:: Excerpted passage

# flat panel knitting



## Sharpdrop (May 6, 2013)

My daughter bought me a Boye Scarf loom and the directions for the flat panel knit are awful! could someone please explain e-wrap cast on and flat panel knitting?


----------



## babsbarb (Dec 23, 2012)

I can't help you, but have you looked for a video on it? Videos are quite helpful, as you can work along with them and stop and start when needed. 
Lots of luck!!


----------



## Buttons (Feb 11, 2011)




----------



## Sharpdrop (May 6, 2013)

Thanks to both of you! I had searched but hadn't found amythimg as useful as those two videos!


----------



## Buttons (Feb 11, 2011)

You are so welcome Sharpdrop. All you have to do is go to you tube and then type in Loom knitting and look through the different videos or if its one particular item, then type that in and several will come up. I hope that helps also.

::::

■ **Given problem A**:
Copy the rows between the line holding "For every instance of the watch" and the line holding "Query: man's ear", inclusive.

:: Supplied material

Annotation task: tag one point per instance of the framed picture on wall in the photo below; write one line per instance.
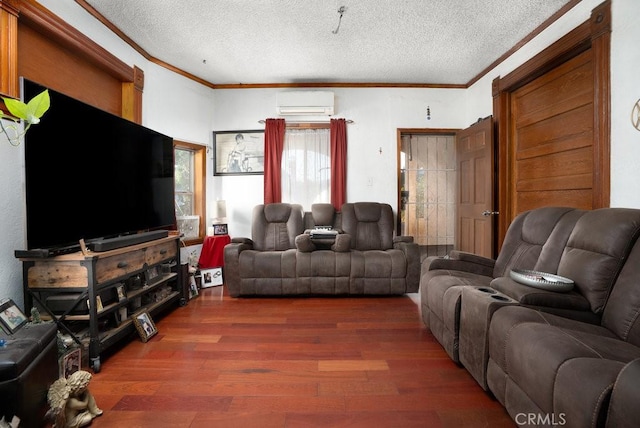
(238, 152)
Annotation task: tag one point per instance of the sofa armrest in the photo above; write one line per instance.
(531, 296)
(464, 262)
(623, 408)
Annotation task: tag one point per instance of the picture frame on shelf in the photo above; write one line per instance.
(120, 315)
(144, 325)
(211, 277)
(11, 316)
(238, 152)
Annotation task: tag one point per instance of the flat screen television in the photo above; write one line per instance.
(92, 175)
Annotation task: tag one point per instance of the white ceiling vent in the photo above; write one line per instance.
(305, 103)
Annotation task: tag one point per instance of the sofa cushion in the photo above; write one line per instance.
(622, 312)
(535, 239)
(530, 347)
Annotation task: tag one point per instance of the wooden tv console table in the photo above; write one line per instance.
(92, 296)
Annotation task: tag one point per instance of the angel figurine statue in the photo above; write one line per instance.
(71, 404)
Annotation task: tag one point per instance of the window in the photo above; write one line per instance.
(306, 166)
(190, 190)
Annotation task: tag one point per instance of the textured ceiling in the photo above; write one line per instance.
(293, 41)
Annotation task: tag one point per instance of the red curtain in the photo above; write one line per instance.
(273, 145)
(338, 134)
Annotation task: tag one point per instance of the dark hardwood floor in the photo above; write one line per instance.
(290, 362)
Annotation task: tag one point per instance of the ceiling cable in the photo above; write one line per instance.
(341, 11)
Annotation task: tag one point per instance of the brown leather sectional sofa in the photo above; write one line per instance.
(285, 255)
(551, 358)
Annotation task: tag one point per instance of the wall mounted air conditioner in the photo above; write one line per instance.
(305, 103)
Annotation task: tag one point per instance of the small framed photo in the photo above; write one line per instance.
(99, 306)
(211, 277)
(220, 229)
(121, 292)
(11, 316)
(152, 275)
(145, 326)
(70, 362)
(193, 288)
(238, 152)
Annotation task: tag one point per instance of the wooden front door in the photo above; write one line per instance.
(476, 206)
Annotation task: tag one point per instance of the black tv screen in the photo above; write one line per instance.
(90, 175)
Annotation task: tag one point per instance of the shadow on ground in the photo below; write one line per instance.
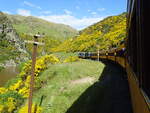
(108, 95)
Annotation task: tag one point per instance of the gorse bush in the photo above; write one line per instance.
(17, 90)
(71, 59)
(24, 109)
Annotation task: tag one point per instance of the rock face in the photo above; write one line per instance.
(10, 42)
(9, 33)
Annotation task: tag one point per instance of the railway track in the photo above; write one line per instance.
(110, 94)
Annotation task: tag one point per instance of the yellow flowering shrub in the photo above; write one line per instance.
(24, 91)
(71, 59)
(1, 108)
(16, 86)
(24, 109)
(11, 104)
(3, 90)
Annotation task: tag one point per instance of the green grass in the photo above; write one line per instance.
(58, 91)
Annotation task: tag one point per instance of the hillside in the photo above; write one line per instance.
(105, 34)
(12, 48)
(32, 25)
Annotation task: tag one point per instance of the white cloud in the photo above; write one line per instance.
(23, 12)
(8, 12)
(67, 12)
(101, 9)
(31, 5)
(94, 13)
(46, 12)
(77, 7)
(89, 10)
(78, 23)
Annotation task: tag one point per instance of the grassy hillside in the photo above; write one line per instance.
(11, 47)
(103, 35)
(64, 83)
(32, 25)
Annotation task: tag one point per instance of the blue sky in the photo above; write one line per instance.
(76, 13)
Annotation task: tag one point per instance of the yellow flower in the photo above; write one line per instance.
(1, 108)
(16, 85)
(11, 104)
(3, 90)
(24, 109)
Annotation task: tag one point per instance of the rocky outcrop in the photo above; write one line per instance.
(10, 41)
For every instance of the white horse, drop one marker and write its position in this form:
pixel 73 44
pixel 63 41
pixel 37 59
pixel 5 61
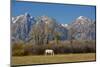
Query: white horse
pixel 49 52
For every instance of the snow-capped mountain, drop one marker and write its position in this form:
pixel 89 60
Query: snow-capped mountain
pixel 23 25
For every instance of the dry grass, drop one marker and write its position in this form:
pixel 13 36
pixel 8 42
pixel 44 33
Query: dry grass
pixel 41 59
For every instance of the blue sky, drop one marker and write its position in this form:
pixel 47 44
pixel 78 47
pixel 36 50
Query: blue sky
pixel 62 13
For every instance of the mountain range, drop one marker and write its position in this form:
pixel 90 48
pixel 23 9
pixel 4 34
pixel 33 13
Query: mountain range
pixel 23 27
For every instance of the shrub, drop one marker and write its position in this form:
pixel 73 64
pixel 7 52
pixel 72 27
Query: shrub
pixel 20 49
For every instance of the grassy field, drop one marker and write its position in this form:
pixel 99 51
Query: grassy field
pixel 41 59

::::
:: Supplied material

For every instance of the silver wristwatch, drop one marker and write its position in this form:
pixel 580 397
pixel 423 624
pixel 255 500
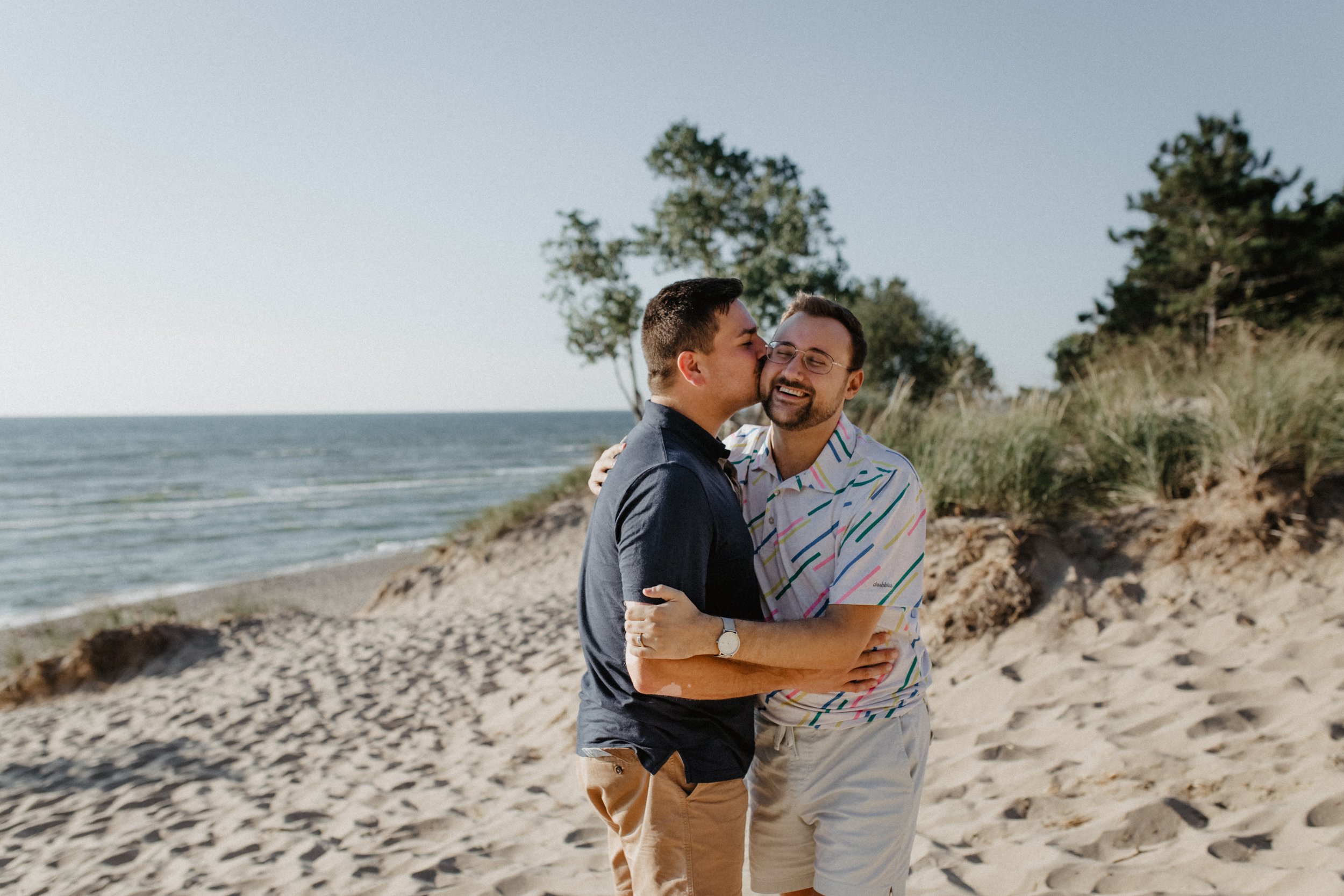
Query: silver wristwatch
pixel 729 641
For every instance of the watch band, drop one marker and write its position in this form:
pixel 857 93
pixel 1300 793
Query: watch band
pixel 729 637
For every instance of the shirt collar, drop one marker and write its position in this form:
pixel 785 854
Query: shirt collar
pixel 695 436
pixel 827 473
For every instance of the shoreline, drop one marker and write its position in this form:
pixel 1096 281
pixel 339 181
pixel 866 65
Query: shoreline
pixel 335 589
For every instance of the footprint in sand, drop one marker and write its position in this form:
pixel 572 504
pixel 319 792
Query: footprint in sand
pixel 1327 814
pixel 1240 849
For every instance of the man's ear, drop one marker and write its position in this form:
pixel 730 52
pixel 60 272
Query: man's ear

::::

■ **Given problem B**:
Go on with the forum thread about flat panel knitting on a scarf loom from where it stops.

■ **Task answer A**:
For every instance of the watch band, drop one marker and write its position in this form:
pixel 857 93
pixel 1300 793
Query: watch band
pixel 729 637
For every instance of the shirt collar, drop one marker and write its position in this form:
pixel 785 854
Query: shirt collar
pixel 695 436
pixel 827 473
For every instance of the shoreline, drop one marker and write its position in this form:
pixel 1096 281
pixel 339 181
pixel 866 65
Query: shoreline
pixel 335 589
For every instance of the footprint in sand, drop one marker and write its position in this form:
pixel 572 504
pixel 319 792
Query: footprint in sand
pixel 1327 814
pixel 1240 849
For every instance of the man's ear, drop one marker and write its position in this form:
pixel 730 52
pixel 60 272
Query: man's ear

■ **Task answer B**:
----------



## Moon Loomer (Jul 18, 2011)

Sharpdrop said:


> My daughter bought me a Boye Scarf loom and the directions for the flat panel knit are awful! could someone please explain e-wrap cast on and flat panel knitting?


Try this YouTube: 



 t . This is by Isla Philips, and she is a very good presenter and instructor in loom knitting. Her book, "Loom Knitting Premier" is one you will go back to for ever, finding something new and interesting. Another basic book that will carry you far, is by Kathy Norris, "I Can't Belive I'm Loom Knitting". Do the afghan of 12 stitches, it is a skill builder or take a few to all of the "twelve" for a sampler scarf. My best aid to even wrapping tension is "drinking straws". I cut them to half length then find the right "flavor" for the best tension. Insert the yarn in at the end of the straw that you cut. It will allow a smother exit for the yarn. I have used the straws for Payton's Lace through two strands of roving (6 wt) and a lot in between. Welcome to loom knitting. Moon Loomer


----------



## Buttons (Feb 11, 2011)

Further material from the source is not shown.